**WRITTEN INSTRUCTION**
Restate the data exactly as given and keep the pictures out.

-- begin MATERIAL TO PROCESS --

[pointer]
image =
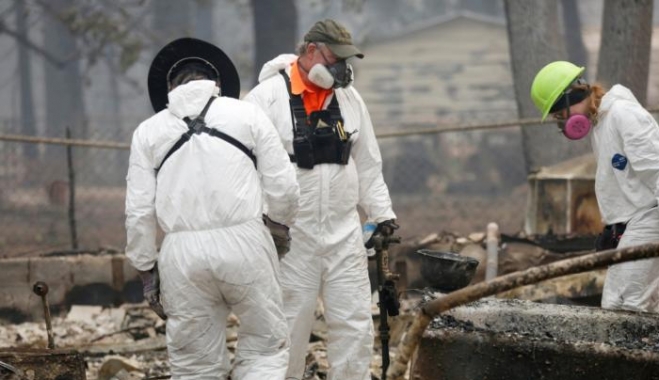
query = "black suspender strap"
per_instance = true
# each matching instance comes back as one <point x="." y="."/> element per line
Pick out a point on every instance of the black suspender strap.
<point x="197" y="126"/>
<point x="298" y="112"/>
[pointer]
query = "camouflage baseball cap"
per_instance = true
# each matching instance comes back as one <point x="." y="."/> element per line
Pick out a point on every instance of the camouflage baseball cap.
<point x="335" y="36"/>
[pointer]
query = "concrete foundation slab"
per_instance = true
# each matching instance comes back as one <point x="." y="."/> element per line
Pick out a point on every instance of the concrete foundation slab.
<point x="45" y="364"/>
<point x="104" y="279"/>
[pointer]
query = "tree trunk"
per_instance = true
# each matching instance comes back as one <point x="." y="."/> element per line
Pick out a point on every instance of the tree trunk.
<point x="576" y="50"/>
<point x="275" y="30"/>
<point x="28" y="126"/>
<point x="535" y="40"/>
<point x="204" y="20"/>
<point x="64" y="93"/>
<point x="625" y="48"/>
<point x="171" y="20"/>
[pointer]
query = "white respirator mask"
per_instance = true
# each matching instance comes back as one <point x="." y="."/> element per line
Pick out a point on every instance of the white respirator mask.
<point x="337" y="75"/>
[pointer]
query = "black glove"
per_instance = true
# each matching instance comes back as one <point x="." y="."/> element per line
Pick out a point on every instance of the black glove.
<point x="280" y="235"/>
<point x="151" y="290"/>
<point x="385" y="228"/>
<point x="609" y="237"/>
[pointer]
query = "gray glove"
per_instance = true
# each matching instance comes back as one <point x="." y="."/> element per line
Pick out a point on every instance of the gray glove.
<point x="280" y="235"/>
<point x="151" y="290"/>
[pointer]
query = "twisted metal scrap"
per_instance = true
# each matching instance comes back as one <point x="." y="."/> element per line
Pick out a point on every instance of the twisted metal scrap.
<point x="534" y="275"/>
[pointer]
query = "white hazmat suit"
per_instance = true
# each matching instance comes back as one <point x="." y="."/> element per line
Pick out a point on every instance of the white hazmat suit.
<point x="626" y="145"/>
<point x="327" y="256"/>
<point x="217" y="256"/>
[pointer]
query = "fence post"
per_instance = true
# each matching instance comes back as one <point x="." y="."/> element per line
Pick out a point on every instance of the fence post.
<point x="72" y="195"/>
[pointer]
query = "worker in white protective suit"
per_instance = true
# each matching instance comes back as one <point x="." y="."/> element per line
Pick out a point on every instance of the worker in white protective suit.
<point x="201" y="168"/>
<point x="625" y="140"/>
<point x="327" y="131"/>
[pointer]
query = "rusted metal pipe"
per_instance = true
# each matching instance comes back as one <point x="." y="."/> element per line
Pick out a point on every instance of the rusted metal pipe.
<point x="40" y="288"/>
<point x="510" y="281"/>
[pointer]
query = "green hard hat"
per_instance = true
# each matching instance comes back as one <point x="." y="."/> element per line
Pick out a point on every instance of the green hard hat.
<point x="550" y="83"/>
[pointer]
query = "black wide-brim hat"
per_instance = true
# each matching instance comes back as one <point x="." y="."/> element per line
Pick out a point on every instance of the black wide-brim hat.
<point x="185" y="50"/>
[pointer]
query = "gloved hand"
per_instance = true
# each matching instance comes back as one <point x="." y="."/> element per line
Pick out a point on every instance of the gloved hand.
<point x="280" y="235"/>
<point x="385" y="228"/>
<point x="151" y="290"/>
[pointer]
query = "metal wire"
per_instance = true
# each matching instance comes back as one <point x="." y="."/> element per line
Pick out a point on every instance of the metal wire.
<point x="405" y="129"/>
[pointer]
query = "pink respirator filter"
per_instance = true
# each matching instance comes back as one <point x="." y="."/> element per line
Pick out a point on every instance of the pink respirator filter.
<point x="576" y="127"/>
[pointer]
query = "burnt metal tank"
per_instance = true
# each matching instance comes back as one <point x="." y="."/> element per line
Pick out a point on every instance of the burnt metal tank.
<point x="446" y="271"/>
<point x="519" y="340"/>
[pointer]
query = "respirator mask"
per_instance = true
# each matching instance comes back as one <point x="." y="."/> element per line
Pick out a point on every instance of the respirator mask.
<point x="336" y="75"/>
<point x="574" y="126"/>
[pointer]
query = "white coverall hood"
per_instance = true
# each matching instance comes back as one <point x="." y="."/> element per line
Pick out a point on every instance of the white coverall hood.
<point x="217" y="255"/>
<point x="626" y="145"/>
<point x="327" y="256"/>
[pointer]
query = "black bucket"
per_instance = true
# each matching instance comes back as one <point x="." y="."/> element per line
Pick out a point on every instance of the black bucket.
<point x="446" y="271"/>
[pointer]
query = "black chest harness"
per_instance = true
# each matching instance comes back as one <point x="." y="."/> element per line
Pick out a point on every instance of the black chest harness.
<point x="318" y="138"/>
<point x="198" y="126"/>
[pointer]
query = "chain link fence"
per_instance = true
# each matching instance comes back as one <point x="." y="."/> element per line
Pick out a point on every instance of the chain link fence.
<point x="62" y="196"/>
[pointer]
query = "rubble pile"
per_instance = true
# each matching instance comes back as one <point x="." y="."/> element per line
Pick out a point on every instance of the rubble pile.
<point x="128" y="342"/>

-- end MATERIAL TO PROCESS --

**FULL RESPONSE**
[pointer]
image =
query = "black suspender strap"
per_instance = true
# each matching instance comes back as one <point x="." y="."/> element per line
Pick out a point on every instance of the black suspender strap.
<point x="197" y="126"/>
<point x="298" y="112"/>
[pointer]
query = "camouflage baseball cap"
per_instance = true
# each matching instance comes back as one <point x="." y="."/> element per line
Pick out a point on every instance of the camouflage baseball cap.
<point x="335" y="36"/>
[pointer]
query = "concrete foundation slab"
per_instance = true
# each matching instance comes back as one <point x="." y="."/> element per line
Pick out a point on every instance of the concrete foundation slab.
<point x="45" y="364"/>
<point x="104" y="279"/>
[pointer]
query = "tree trunk"
per_instance = true
# each matching instance comes back as one <point x="." y="."/> element per line
Pick out a point on every instance of the tree trunk.
<point x="576" y="50"/>
<point x="275" y="30"/>
<point x="28" y="126"/>
<point x="535" y="40"/>
<point x="204" y="20"/>
<point x="64" y="93"/>
<point x="625" y="48"/>
<point x="171" y="20"/>
[pointer]
query = "white respirator mask"
per_instance = true
# each matching instance comes back as one <point x="." y="."/> element per line
Pick out a point on every instance of the white respirator mask.
<point x="337" y="75"/>
[pointer]
query = "black glove"
per_instance = true
# each matching instance comes back as one <point x="." y="."/> element per line
Pick out a point on every instance of the black glove.
<point x="280" y="235"/>
<point x="151" y="290"/>
<point x="385" y="228"/>
<point x="609" y="237"/>
[pointer]
query = "gray glove"
per_instance = true
# each matching instance comes back as one <point x="." y="."/> element per line
Pick out a point on every instance of the gray glove.
<point x="280" y="235"/>
<point x="151" y="290"/>
[pointer]
query = "twisted metal scrap"
per_instance = true
# each matching instance comes back as one <point x="." y="."/> element per line
Pick out a point on every instance of the twisted metal scrap.
<point x="534" y="275"/>
[pointer]
query = "white hazmat suit"
per_instance = true
# each matching instance comes back as one <point x="." y="."/> element per line
Pick out a point on every instance of the white hazmat suit.
<point x="626" y="145"/>
<point x="327" y="256"/>
<point x="217" y="256"/>
[pointer]
query = "fence post"
per_instance = true
# each matching instance comes back as one <point x="." y="."/> element per line
Pick out a point on every instance of the fence post.
<point x="72" y="195"/>
[pointer]
query = "worker in white protective suit"
per_instance = true
# each matching instance comes back as one <point x="." y="."/> element per line
Pick out a point on every instance of the worker in white protective suit.
<point x="201" y="168"/>
<point x="625" y="140"/>
<point x="327" y="131"/>
[pointer]
query = "rusted metal pipe"
per_instance = true
# each matching instance comes back as one <point x="." y="."/> element per line
Pick out a point on every instance of the rusted metal pipe.
<point x="40" y="288"/>
<point x="510" y="281"/>
[pointer]
query = "green hard hat"
per_instance = true
# each matching instance comes back as one <point x="." y="."/> element per line
Pick out a point on every instance of the green hard hat.
<point x="550" y="83"/>
[pointer]
query = "black wide-brim hat"
per_instance = true
# each matching instance comes back as one <point x="." y="."/> element per line
Pick out a point on every instance of the black wide-brim hat.
<point x="185" y="50"/>
[pointer]
query = "gloved hand"
per_instance = true
# each matching instance comes back as one <point x="." y="."/> element per line
Pick out a point on every instance of the gloved hand.
<point x="280" y="235"/>
<point x="385" y="228"/>
<point x="151" y="290"/>
[pointer]
query = "metal wire"
per_instance = true
# each matching instance comes back as one <point x="." y="."/> element per line
Pick out a point on every instance of the metal wire.
<point x="405" y="129"/>
[pointer]
query = "pink respirator filter"
per_instance = true
# each matching instance comes back as one <point x="." y="."/> element per line
Pick out a point on every instance of the pink respirator filter.
<point x="576" y="127"/>
[pointer]
query = "burnt metal tank"
per_instance = true
# each matching instance comes back as one <point x="." y="."/> element per line
Pick out a point on every instance of the burnt metal tank.
<point x="446" y="271"/>
<point x="519" y="340"/>
[pointer]
query = "respirator mask"
per_instance = true
# each matching instance comes back as one <point x="." y="."/> element per line
Pick out a point on every instance of the respirator mask.
<point x="336" y="75"/>
<point x="574" y="126"/>
[pointer]
query = "white coverall hood"
per_instance = true
# each matching instance comes back as one <point x="." y="."/> element per line
Pick out a point on every instance of the white coverall hood.
<point x="217" y="255"/>
<point x="626" y="145"/>
<point x="327" y="256"/>
[pointer]
query = "black bucket"
per_instance = true
# each matching instance comes back as one <point x="." y="."/> element per line
Pick out a point on every instance of the black bucket.
<point x="446" y="271"/>
[pointer]
query = "black chest harness"
per_instance = true
# each matching instance comes back as one <point x="." y="."/> element per line
Pick out a point on every instance of the black chest harness.
<point x="318" y="138"/>
<point x="198" y="126"/>
[pointer]
query = "chain link fence"
per_instance = true
# each matching instance comes back as one <point x="." y="."/> element per line
Pick out a point on every instance of the chain link fence.
<point x="62" y="196"/>
[pointer]
query = "rubble pile"
per_instance = true
# each matching instance comes back as one <point x="." y="."/> element per line
Pick out a point on every instance of the rubble pile.
<point x="128" y="342"/>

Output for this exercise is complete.